• EXERCISE AIM: Locate and copy each line in the records below that contains the word "curtain". Case counts.

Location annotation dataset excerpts

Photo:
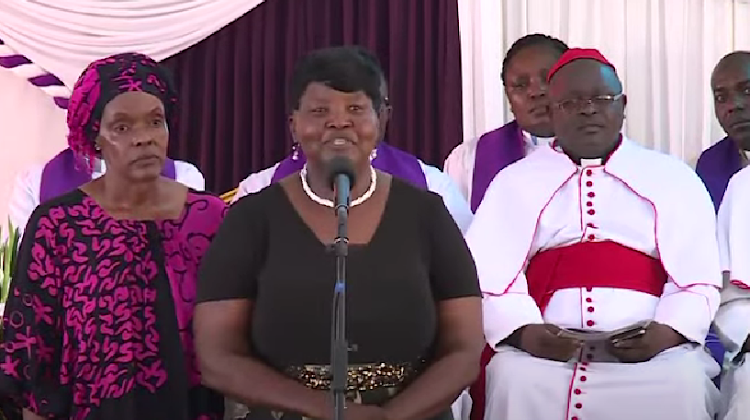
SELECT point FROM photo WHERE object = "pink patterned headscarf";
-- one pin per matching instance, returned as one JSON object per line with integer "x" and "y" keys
{"x": 101, "y": 82}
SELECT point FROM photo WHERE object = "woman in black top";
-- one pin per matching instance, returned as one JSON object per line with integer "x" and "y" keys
{"x": 263, "y": 324}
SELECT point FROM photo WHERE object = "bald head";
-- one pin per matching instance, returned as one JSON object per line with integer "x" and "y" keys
{"x": 588, "y": 108}
{"x": 730, "y": 83}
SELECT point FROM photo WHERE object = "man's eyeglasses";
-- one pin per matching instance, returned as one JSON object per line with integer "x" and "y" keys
{"x": 601, "y": 101}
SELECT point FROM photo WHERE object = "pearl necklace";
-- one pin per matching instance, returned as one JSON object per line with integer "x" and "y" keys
{"x": 328, "y": 203}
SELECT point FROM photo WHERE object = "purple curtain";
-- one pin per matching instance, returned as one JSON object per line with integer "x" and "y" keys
{"x": 232, "y": 117}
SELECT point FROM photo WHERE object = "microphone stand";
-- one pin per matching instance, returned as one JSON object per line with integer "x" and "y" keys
{"x": 339, "y": 344}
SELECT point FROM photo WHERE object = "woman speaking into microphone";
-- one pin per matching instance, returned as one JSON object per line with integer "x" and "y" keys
{"x": 263, "y": 324}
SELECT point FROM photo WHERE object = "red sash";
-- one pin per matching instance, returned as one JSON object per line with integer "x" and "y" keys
{"x": 593, "y": 264}
{"x": 585, "y": 264}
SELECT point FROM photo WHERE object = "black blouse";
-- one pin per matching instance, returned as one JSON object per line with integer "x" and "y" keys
{"x": 264, "y": 251}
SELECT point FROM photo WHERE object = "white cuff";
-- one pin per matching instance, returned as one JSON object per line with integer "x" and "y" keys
{"x": 689, "y": 312}
{"x": 733, "y": 324}
{"x": 507, "y": 313}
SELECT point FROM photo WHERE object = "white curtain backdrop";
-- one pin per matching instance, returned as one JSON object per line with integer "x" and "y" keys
{"x": 64, "y": 36}
{"x": 32, "y": 130}
{"x": 664, "y": 51}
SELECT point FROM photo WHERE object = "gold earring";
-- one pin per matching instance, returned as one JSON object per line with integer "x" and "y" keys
{"x": 295, "y": 151}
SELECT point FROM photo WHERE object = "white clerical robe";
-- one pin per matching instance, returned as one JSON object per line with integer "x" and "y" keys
{"x": 437, "y": 182}
{"x": 641, "y": 199}
{"x": 733, "y": 319}
{"x": 24, "y": 197}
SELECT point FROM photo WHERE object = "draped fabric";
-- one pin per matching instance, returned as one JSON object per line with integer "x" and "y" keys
{"x": 64, "y": 36}
{"x": 232, "y": 116}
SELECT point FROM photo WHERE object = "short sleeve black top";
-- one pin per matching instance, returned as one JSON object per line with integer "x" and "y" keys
{"x": 265, "y": 252}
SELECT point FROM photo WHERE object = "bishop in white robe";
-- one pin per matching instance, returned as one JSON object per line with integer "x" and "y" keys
{"x": 595, "y": 233}
{"x": 733, "y": 319}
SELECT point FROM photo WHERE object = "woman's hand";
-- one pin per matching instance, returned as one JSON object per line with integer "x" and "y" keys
{"x": 364, "y": 412}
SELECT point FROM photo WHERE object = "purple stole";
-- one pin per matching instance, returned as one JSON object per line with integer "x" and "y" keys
{"x": 716, "y": 166}
{"x": 66, "y": 172}
{"x": 388, "y": 159}
{"x": 495, "y": 150}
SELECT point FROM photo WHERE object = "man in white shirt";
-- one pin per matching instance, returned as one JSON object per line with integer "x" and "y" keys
{"x": 386, "y": 158}
{"x": 28, "y": 190}
{"x": 587, "y": 235}
{"x": 733, "y": 319}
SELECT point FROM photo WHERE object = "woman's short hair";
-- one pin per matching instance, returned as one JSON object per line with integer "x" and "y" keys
{"x": 344, "y": 69}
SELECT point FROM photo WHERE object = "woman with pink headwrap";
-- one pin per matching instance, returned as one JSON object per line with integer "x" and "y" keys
{"x": 98, "y": 320}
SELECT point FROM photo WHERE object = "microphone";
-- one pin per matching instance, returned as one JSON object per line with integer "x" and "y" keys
{"x": 341, "y": 178}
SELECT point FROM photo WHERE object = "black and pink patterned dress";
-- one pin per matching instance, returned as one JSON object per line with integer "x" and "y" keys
{"x": 98, "y": 324}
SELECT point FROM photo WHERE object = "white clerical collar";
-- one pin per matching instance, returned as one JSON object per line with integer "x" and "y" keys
{"x": 590, "y": 162}
{"x": 534, "y": 141}
{"x": 584, "y": 162}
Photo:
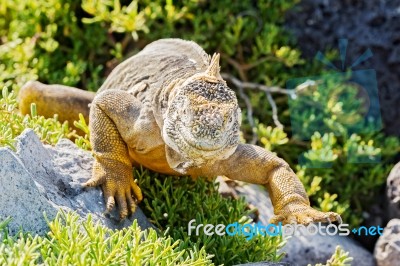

• SOLUTION TO THIS EXERCISE:
SELECT point FROM photo WHERE object = "purple curtain";
SELECT point FROM photo WHERE object = "white curtain backdrop";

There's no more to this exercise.